* Gestellte Aufgaben:
a. Prüfe, ob die folgenden Aussagen mit dem Auszug über Christian Lindner übereinstimmen: (i) Lindner sagt, es liege nicht in der Hand seiner Partei, wer ihre Kandidaten in geheimer Wahl unterstützt. (ii) Der Auszug hält Lindners Aussage für zutreffend. (iii) Lindner hat sich unter anderem mit Bonpflicht und Tempolimit befasst. Beantworte jede mit Ja oder Nein und zitiere wörtlich die entscheidenden Worte des Auszugs.
b. Fasse den Auszug über Christian Lindner in zwei Sätzen zusammen.

Bild: Christian Lindner nach seinem Statement am Mittwochnachmittag
„Wer unsere Kandidaten in einer geheimen Wahl unterstützt – das liegt nicht
in unserer Hand.“ Mit diesem rhetorischen Schulterzucken versuchte FDP-Chef
Christian Lindner gerade, seine Partei vor dem Vorwurf zu schützen, sie
habe [1][aus Machthunger billigend in Kauf genommen], dass einer der Ihren
in das Amt des Thüringer Ministerpräsidenten gewählt wurde. Aber das ist
eine faustdicke Lüge.
Der Fünfprozentmann [2][Thomas Kemmerich] in der Erfurter Staatskanzlei ist
die logische Folge jener Politik, die Lindner seit Monaten von Berlin aus
betreibt. Der FDP-Chef hat systematisch seine Partei nach rechts verrückt,
ganz nach dem Motto aus dem 2017er Wahlkampf: „Bedenken second“. Mal ging
es gegen Klimaschützer und Windkraft. Dann wieder sah Lindner ein
Fleischverzehrsverbot in greifbarer Nähe. Schließlich widmete er sich
ausführlich den Themen Bonpflicht und Tempolimit. Die ganze populistische
Melange in selbstgewissem, hohem Ton vorgetragen. Und ganz unverhohlen in
der Hoffnung, die schwindende Wählerschaft bei ihren Instinkten abholen zu
können; wenn es sein muss, auch die rechts tickenden. Bedenken second eben.

Daten zur Objektverortung in natürlicher Sprache:
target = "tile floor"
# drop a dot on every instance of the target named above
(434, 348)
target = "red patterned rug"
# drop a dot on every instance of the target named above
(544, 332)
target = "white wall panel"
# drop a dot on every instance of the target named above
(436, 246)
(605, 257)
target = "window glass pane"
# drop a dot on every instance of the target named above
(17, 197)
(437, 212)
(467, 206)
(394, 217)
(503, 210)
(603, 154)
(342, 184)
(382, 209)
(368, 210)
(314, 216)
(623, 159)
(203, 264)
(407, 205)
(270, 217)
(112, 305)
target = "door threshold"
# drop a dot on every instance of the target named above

* Antworten je Aufgabe:
a.
(i) Ja: „Wer unsere Kandidaten in einer geheimen Wahl unterstützt – das liegt nicht in unserer Hand.“
(ii) Nein: „Aber das ist eine faustdicke Lüge.“
(iii) Ja: „Schließlich widmete er sich ausführlich den Themen Bonpflicht und Tempolimit.“

b. Der Auszug nennt FDP-Chef Christian Lindners Aussage, es liege nicht in der Hand seiner Partei, wer ihre Kandidaten in geheimer Wahl unterstützt, eine faustdicke Lüge. Thomas Kemmerich in der Erfurter Staatskanzlei sei die logische Folge von Lindners Politik, der seine Partei mit Themen wie Windkraft, einem angeblichen Fleischverzehrsverbot, Bonpflicht und Tempolimit systematisch nach rechts verrückt habe.